=== Texto do documento ===
______

O Quinze (1930)

O Quinze, romance por Rachel de Queiroz. Rio de Janeiro: José Olympio, 108ª ed., 2018 [1930].

Sem revelações significativas do enredo.

É sempre difícil resenhar clássicos da literatura, uma vez que são obras consagradas e que possuem, senão sua qualidade, sua importância histórica atestada pela crítica. Quando se concorda com a opinião dos especialistas, de que a obra em questão é realmente admirável e excepcional, há pouco com o que se preocupar. Contudo, se o livro não apetece, fica sempre pairando na cabeça do leitor a possibilidade de não ter compreendido a genialidade do autor em toda a sua dimensão. Para falar a verdade, um clássico nem sempre é brilhante ou genial: ele pode ter sido apenas um marco para sua época ou ter introduzido novidades estilísticas e temáticas importantes, o que, logicamente, é um feito e tanto. Em tempo, é bom observar que foge ao objetivo deste texto apontar o que constitui um clássico.

______

=== Linhas fornecidas ===
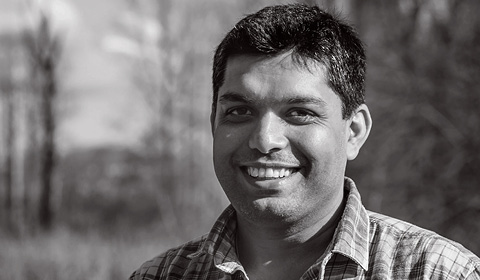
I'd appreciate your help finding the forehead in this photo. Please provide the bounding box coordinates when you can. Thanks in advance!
[219,53,338,103]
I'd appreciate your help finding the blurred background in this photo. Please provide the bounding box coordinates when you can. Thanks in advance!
[0,0,480,279]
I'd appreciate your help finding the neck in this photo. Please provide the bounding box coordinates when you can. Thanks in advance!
[237,199,344,279]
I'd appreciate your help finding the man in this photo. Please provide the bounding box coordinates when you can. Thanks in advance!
[131,5,480,279]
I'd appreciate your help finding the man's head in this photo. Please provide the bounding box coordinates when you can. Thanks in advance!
[211,5,371,227]
[212,4,365,123]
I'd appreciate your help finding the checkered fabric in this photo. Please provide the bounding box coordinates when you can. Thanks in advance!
[130,178,480,280]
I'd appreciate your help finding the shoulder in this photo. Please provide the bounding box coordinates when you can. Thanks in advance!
[368,211,480,279]
[129,236,206,280]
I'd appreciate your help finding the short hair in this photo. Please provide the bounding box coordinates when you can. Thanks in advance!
[212,4,366,119]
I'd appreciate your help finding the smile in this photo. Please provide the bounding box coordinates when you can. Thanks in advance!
[247,167,296,179]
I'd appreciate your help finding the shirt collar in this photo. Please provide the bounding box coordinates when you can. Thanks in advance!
[190,177,370,273]
[332,177,370,270]
[189,205,243,273]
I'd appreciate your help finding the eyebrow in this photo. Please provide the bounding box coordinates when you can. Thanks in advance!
[218,92,254,103]
[218,92,327,107]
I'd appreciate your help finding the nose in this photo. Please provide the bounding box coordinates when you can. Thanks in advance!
[248,113,288,154]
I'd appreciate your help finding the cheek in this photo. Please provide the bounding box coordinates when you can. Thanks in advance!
[213,126,245,161]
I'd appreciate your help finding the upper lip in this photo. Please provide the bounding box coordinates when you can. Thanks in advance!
[240,161,300,169]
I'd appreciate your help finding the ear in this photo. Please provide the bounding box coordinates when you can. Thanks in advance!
[347,104,372,160]
[210,106,216,135]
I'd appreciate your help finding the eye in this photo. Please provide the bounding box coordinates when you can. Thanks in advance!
[225,107,252,116]
[224,106,253,123]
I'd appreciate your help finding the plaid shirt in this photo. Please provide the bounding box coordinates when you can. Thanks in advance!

______

=== Conjunto de tarefas ===
• 1. Responda às perguntas sobre o texto a respeito de O Quinze:
(a) Qual editora publicou a edição do livro indicada no texto?
(b) Em que ano saiu essa edição?
(c) Segundo o texto, o que foge ao seu objetivo?
• 2. Substitua "photo" por "image" nas linhas fornecidas, da linha que contém "I'd appreciate your help finding the upper" até a última delas, e reescreva esse trecho sem alterar mais nada.
As linhas não têm relação alguma com o texto.

=== Respostas do exercício ===
• 1.
(a) José Olympio.
(b) Em 2018.
(c) Apontar o que constitui um clássico.

• 2.
I'd appreciate your help finding the upper lip in this image. Please provide the bounding box coordinates when you can. Thanks in advance!
[240,161,300,169]
I'd appreciate your help finding the ear in this image. Please provide the bounding box coordinates when you can. Thanks in advance!
[347,104,372,160]
[210,106,216,135]
I'd appreciate your help finding the eye in this image. Please provide the bounding box coordinates when you can. Thanks in advance!
[225,107,252,116]
[224,106,253,123]
I'd appreciate your help finding the plaid shirt in this image. Please provide the bounding box coordinates when you can. Thanks in advance!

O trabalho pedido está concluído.